__Directions for this task__. Each record beneath this line should be returned exactly as it is.

__Saved entries__.
§ §
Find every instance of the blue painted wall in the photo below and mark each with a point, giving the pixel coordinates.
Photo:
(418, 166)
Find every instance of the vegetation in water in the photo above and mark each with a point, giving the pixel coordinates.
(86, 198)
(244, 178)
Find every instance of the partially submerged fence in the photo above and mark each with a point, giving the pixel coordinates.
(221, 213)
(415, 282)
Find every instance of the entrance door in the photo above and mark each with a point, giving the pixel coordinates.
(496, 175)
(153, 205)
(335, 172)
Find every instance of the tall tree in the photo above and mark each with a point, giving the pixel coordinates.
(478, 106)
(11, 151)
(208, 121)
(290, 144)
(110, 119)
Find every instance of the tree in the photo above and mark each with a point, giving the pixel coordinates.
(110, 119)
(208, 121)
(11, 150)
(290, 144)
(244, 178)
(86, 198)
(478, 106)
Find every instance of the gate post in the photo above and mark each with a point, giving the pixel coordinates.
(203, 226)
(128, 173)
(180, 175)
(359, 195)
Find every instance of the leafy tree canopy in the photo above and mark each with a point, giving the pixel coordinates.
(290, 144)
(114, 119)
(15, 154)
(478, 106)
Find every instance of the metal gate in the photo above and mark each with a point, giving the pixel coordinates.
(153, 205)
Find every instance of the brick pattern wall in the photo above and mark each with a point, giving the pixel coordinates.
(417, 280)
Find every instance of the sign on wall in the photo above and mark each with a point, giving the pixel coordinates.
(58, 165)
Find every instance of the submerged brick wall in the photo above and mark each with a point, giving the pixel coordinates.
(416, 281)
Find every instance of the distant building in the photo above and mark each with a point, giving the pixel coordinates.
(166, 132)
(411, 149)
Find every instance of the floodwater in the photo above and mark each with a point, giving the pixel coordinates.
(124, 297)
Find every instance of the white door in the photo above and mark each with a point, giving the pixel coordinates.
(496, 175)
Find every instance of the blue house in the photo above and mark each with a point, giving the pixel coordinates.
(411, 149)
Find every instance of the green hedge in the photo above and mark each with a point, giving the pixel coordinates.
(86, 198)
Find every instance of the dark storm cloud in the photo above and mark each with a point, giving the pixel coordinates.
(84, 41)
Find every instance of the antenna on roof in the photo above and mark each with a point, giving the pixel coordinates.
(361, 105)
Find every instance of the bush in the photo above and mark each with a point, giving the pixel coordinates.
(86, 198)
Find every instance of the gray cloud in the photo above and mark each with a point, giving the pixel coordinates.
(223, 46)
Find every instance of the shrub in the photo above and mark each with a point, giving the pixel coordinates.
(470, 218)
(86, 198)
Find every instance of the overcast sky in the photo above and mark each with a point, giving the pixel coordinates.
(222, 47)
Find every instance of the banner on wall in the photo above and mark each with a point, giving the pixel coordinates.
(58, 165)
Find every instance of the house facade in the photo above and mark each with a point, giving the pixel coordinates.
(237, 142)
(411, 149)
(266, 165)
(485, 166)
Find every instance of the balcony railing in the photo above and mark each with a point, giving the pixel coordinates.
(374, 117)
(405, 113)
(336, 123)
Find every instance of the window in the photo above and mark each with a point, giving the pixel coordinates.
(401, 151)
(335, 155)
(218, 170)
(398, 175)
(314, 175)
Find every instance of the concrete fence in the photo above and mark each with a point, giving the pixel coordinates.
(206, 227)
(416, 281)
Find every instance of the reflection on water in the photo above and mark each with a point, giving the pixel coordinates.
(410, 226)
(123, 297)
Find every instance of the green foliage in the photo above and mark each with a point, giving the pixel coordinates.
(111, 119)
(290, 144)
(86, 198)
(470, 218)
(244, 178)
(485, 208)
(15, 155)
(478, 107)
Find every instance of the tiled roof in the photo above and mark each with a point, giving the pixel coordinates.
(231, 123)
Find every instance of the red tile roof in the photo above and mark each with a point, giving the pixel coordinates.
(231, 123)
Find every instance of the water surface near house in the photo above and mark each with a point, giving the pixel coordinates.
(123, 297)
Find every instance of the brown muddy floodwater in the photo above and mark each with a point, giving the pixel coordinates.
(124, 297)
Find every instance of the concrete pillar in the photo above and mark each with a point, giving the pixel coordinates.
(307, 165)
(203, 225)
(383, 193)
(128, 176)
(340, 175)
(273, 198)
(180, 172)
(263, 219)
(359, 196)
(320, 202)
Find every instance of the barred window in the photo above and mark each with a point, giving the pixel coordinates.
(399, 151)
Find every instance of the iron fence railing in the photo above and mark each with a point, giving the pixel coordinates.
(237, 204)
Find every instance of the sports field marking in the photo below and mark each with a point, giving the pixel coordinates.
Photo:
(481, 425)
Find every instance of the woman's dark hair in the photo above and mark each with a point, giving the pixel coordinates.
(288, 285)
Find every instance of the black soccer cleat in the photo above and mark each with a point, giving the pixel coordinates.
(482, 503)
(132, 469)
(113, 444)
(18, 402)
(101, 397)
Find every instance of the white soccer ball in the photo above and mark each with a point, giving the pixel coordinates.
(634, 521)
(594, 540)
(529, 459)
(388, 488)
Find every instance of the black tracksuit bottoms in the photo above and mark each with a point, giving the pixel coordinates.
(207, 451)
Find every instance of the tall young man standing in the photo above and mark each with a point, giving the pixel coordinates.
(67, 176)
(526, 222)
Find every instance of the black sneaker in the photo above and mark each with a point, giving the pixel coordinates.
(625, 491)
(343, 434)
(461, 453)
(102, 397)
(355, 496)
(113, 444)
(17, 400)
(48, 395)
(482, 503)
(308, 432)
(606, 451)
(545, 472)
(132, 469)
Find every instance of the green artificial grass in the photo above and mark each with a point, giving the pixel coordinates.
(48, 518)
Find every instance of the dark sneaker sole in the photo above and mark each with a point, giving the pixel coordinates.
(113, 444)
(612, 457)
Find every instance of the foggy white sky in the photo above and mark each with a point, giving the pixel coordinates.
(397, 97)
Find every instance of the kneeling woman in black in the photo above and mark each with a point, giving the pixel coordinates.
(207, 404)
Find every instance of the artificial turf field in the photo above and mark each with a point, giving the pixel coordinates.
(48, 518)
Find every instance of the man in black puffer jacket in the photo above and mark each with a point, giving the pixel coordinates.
§ §
__Response to the exercise__.
Find every instance of the blue painted wall in the photo below and mark each with a point, giving the pixel coordinates.
Photo:
(418, 166)
Find every instance of the vegetation in water in the photo above and mark each with a point, giving the pixel coordinates.
(86, 198)
(244, 178)
Find every instance of the partially submerged fence in the photo above and mark each with a point, giving the pixel coordinates.
(221, 213)
(415, 282)
Find every instance of the entrance door in the photo above and mark each with a point, giving the pixel coordinates.
(496, 175)
(153, 205)
(335, 172)
Find every instance of the tall tree in the photo above and mark each with a point, giving the pixel coordinates.
(478, 106)
(11, 151)
(208, 121)
(290, 144)
(110, 119)
Find every instance of the tree in the photo above and mark each with a point, giving the pixel coordinates.
(110, 119)
(208, 121)
(11, 150)
(290, 144)
(244, 178)
(86, 198)
(478, 106)
Find every instance of the gate post in the photo above and mark each with a point, giving the pixel coordinates.
(203, 226)
(128, 173)
(180, 175)
(359, 195)
Find every instance of the leafy tree canopy in the photo above and mark each with a point, giving the pixel coordinates.
(290, 144)
(114, 119)
(15, 154)
(478, 106)
Find every instance of the metal gate in the photo above and mark each with a point, giving the pixel coordinates.
(153, 205)
Find every instance of the brick pattern wall in the photo above and mark each with a point, giving the pixel coordinates.
(417, 280)
Find every instance of the sign on wall in the photo above and mark each with a point, giving the pixel coordinates.
(58, 165)
Find every instance of the submerged brick wall in the photo above and mark each with a point, giving the pixel coordinates.
(416, 281)
Find every instance of the distant building in the photo above and mark each with a point, giving the pixel coordinates.
(166, 132)
(411, 149)
Find every instance of the floodwater in the photo above and mark each with a point, giving the pixel coordinates.
(124, 297)
Find every instance of the white door in the photo above and mark each with a point, giving the pixel coordinates.
(496, 175)
Find every instance of the blue house in the photo above and mark each with a point, giving the pixel coordinates.
(411, 149)
Find every instance of the green hedge in the photo above and mark each with a point, giving the pixel coordinates.
(86, 198)
Find every instance of the dark storm cloud in the photo above and mark each with a point, giving the pixel coordinates.
(84, 41)
Find every instance of the antenna on roof in the photo above and mark each with a point, giving the pixel coordinates.
(361, 105)
Find every instance of the bush in the photo above and mark each with a point, giving the pixel coordinates.
(86, 198)
Find every instance of the gray cloud in the photo above and mark each with a point, giving the pixel coordinates.
(223, 46)
Find every instance of the shrub in the photo above and mark each with a point, giving the pixel coordinates.
(470, 218)
(86, 198)
Find every instance of the overcast sky in the photo above and mark each with a point, giving the pixel coordinates.
(222, 47)
Find every instance of the banner on wall in the photo above and mark each with a point, giving the pixel coordinates.
(58, 165)
Find every instance of the house facade in the photo above and mark each with a point, giving the pixel coordinates.
(237, 142)
(411, 149)
(266, 165)
(485, 166)
Find every instance of the balcony railing in the photo above and mark each with a point, giving the pixel coordinates.
(374, 117)
(405, 113)
(336, 123)
Find every instance of the window in the photo above and mark each with a point, giving the pixel coordinates.
(401, 151)
(335, 155)
(218, 170)
(398, 175)
(314, 175)
Find every instance of the concrete fence in the photo above and mark each with a point, giving the pixel coordinates.
(206, 227)
(416, 281)
Find every instance of the reflection on water in the photo above and mark each with a point, giving the pixel coordinates.
(410, 226)
(123, 297)
Find every instance of the green foliage in the photo above and mark each with a point, giving the pixel coordinates.
(111, 119)
(290, 144)
(86, 198)
(470, 218)
(244, 178)
(485, 208)
(15, 155)
(478, 107)
Find every instance of the tiled roof in the photo above and mark each with a point, giving the pixel coordinates.
(231, 123)
Find every instance of the red tile roof in the photo above and mark each with a point, giving the pixel coordinates.
(231, 123)
Find every instance of the water surface near house in the photo above and mark each with a point, giving the pixel coordinates.
(123, 297)
Find every instance of the brown muddy floodwater in the photo above and mark each with a point, giving the pixel coordinates.
(124, 297)
Find every instance of the concrete pillar in the photo above and mark each with a point, giving the pixel coordinates.
(307, 165)
(203, 225)
(383, 193)
(128, 176)
(340, 175)
(273, 198)
(180, 172)
(263, 219)
(359, 196)
(320, 202)
Find every instance of the barred window in the photo above and mark each with a point, giving the pixel coordinates.
(399, 151)
Find every instance of the iron fence railing in the photo above and mark each with a point, giving the pixel coordinates.
(237, 204)
Find every instance of the sports field marking in the photo below and mark each with a point, giving the pixel coordinates.
Photo:
(481, 425)
Find every instance of the woman's dark hair in the photo above and mark each with a point, giving the pixel coordinates.
(288, 285)
Find every instance of the black soccer cleat in the photo above and mark each with a point, giving the pixel coordinates.
(482, 503)
(132, 469)
(113, 444)
(18, 402)
(101, 397)
Find every instance of the white soccer ball in the photo above and mark each with a point, giving the pixel coordinates.
(634, 521)
(594, 540)
(529, 459)
(388, 488)
Find every instance of the black tracksuit bottoms in the photo above and mark each with a point, giving the pixel coordinates.
(207, 451)
Find every instance of the tall young man standing in the photo above and mark each with a point, giving the pixel coordinates.
(67, 176)
(526, 222)
Find every instance of the black sneaker in the photo above and mark each with a point, giving the pixel coordinates.
(625, 491)
(343, 434)
(461, 453)
(102, 397)
(355, 496)
(113, 444)
(17, 400)
(48, 395)
(482, 503)
(308, 432)
(606, 451)
(545, 472)
(132, 469)
Find every instance of the green artificial grass in the photo above and mark each with a point, giving the pixel coordinates.
(48, 518)
Find every instance of the dark sneaker sole in the photo above and mark each with a point, giving the pixel coordinates.
(113, 444)
(612, 457)
Find every instance of the foggy white sky in the photo above and mark each with a point, giving the pixel coordinates.
(397, 97)
Find every instance of the kneeling woman in black in the photo above and mark each with a point, giving the pixel coordinates.
(207, 404)
Find every instance of the artificial turf field in the photo above and mark each with a point, giving the pixel coordinates.
(48, 518)
Find every instance of the man in black puffer jacket in the photo above and mark each with a point, giving the pixel coordinates.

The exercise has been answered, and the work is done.